* **About this exercise**
Please list every type of commercial vessel that the article on seafarers stranded at sea names as keeping crews at sea for months.

* **Source document**
§ §
From Locked Out to Locked In

When international ports close, what happens to those at sea?

According to the International Maritime Organization, more than 200,000 seafarers are currently stranded at sea. They cannot return home at the end of their contracts on commercial vessels – including container ships, tankers, bulk carriers and cruise ships – which often have them at sea for months. Since countries around the world started closing their borders to contain the spread of COVID-19, crew change has been prohibited. As a result, the “Seafarers Happiness Index”, a quarterly survey published by the London-based Mission to Seafarers, indicates an unsurprising recent drop in “general happiness” levels.

Some countries have started easing border restrictions, including for seafarers, but shipping companies haven’t always been able to organise international flights to make crew changes happen. If new crew members cannot join a ship for whatever reason, current crew members can’t leave.

Until we arrived in Hamburg, Germany’s largest port, on July 23, I had been stuck at sea for five months. Now I find myself in hotel quarantine in Sydney.

I signed on, at the end of February, to sail a 100-year-old schooner across the Atlantic from Santa Cruz de Tenerife in the Canary Islands to Marie-Galante in the French Antilles. I joined the Avontuur, which operates as a commercial cargo vessel, as part of my research: exploring the revival of traditional sailing ships that move cargo across seas and oceans in a bid to decarbonise maritime transport.

Halfway into this ocean crossing, which lasted about three weeks, we heard from the ship’s owner through satellite connection. A pandemic was sweeping the globe. Countries had gone into lockdown. Including the places we were sailing to in order to load cargoes of rum, coffee and cacao. It was not clear when and where we would be able to go ashore again.

“No man will be a sailor who has contrivance enough to get himself into a jail,” said the 18th-century English author Samuel Johnson, “for being in a ship is being in a jail, with the chance of being drowned.”

There is a difference between being locked down on land and being locked out at sea. On the water, we felt safe in our community of 15. We lived in a perfectly closed “contact bubble” (I had not heard such COVID newspeak until the end of July). Ships, moreover, are benevolent dictatorships. The captain calls the shots, much like Premier Daniel Andrews does during Victoria’s “state of disaster”.

Leaving one’s house comes with the risk of contracting the virus; leaving a ship at sea comes with the certainty of drowning. So why am I not overjoyed to be back on dry land?

The contrast between being confined to a ship and being confined in the Sydney Harbour Marriott Hotel at Circular Quay for 14 days of quarantine could hardly be bigger.

At sea, we were always surrounded by fresh ocean air. Now I can’t even open my window.

At sea, we were constantly on the move. Our ship was limited in space, but I travelled nearly 14,000 nautical miles. In quarantine, my movement is limited to stationary running, as I am not allowed to leave my room, not even for exercise.
§ §
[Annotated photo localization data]

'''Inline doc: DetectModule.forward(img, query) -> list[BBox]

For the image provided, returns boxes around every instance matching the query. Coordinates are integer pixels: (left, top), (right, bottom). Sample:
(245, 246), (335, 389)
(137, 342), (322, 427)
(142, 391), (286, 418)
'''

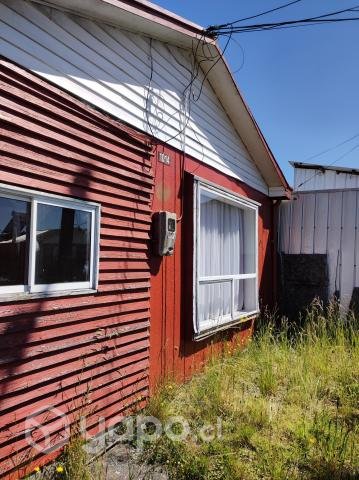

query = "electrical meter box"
(153, 212), (177, 257)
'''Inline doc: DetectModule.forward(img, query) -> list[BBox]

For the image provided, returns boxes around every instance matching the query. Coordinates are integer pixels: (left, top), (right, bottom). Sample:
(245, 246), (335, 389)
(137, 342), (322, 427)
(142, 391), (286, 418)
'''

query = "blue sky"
(156, 0), (359, 183)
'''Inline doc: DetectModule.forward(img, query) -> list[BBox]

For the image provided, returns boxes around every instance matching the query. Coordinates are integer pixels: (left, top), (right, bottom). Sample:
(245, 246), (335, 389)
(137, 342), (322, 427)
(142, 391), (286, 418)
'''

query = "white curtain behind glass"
(198, 192), (244, 324)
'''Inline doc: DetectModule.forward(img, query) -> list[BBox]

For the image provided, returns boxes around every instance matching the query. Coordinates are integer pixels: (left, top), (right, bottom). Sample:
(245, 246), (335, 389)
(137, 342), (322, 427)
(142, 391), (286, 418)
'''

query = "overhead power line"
(297, 141), (359, 188)
(304, 133), (359, 162)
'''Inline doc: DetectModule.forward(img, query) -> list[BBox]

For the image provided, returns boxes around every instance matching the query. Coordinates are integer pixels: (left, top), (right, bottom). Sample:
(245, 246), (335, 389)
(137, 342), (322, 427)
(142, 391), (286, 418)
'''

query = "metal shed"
(279, 162), (359, 309)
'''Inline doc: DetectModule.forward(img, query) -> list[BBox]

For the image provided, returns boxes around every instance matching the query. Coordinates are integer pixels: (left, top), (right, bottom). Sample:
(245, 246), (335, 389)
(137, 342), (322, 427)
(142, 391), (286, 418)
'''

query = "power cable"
(208, 0), (303, 30)
(297, 143), (359, 188)
(304, 133), (359, 162)
(205, 5), (359, 37)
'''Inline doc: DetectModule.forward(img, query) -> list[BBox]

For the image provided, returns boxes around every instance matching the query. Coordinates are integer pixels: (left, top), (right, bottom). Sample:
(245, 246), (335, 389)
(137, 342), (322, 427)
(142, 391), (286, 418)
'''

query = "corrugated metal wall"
(0, 0), (268, 194)
(279, 191), (359, 308)
(0, 59), (153, 475)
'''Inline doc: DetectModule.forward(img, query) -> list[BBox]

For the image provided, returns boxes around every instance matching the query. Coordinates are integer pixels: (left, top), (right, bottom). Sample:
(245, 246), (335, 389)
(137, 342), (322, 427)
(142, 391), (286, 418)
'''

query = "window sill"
(193, 310), (260, 342)
(0, 288), (97, 304)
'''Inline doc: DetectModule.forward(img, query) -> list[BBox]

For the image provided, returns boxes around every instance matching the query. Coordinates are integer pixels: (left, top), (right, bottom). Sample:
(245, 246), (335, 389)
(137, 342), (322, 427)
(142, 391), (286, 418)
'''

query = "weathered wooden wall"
(150, 145), (276, 387)
(0, 59), (153, 476)
(0, 0), (268, 193)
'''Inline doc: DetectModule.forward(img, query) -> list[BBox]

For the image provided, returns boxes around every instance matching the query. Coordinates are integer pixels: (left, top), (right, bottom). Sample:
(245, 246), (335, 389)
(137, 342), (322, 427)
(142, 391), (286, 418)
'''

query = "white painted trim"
(193, 176), (262, 208)
(28, 198), (37, 293)
(198, 273), (257, 283)
(0, 183), (101, 300)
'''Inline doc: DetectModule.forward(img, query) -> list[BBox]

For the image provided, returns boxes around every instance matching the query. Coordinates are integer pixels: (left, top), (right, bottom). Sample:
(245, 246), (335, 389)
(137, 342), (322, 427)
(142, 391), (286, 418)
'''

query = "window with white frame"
(0, 186), (100, 295)
(194, 181), (258, 335)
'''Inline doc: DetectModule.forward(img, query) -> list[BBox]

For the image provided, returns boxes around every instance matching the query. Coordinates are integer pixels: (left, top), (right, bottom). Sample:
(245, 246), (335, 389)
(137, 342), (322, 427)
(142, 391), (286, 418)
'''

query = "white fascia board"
(32, 0), (289, 189)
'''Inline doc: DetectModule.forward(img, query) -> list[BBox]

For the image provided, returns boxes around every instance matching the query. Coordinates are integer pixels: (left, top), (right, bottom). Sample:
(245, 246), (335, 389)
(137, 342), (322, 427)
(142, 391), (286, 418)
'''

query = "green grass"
(145, 303), (359, 480)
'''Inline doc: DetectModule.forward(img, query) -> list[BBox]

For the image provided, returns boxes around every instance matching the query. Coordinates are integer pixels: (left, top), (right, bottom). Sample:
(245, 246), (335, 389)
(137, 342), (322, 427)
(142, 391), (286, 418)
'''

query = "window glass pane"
(198, 191), (256, 277)
(0, 197), (30, 286)
(198, 282), (231, 326)
(234, 278), (257, 314)
(35, 203), (91, 284)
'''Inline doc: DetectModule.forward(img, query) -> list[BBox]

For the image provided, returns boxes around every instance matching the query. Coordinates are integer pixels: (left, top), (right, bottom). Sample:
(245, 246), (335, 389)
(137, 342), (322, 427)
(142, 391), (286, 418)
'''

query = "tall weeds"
(146, 302), (359, 480)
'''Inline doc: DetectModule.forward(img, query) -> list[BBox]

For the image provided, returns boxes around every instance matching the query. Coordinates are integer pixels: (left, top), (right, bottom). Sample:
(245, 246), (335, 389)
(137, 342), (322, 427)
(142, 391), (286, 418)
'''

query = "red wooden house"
(0, 0), (289, 478)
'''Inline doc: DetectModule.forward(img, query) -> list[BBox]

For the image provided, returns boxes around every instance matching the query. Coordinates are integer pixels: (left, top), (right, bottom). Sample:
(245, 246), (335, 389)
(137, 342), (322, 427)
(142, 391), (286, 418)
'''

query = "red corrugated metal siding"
(150, 146), (275, 387)
(0, 59), (153, 476)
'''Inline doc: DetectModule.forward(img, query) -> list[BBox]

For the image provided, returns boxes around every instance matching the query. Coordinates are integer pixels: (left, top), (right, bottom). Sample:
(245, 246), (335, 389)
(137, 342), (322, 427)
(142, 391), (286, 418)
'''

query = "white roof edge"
(32, 0), (291, 196)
§ §
* **Response below**
Container ships, tankers, bulk carriers, cruise ships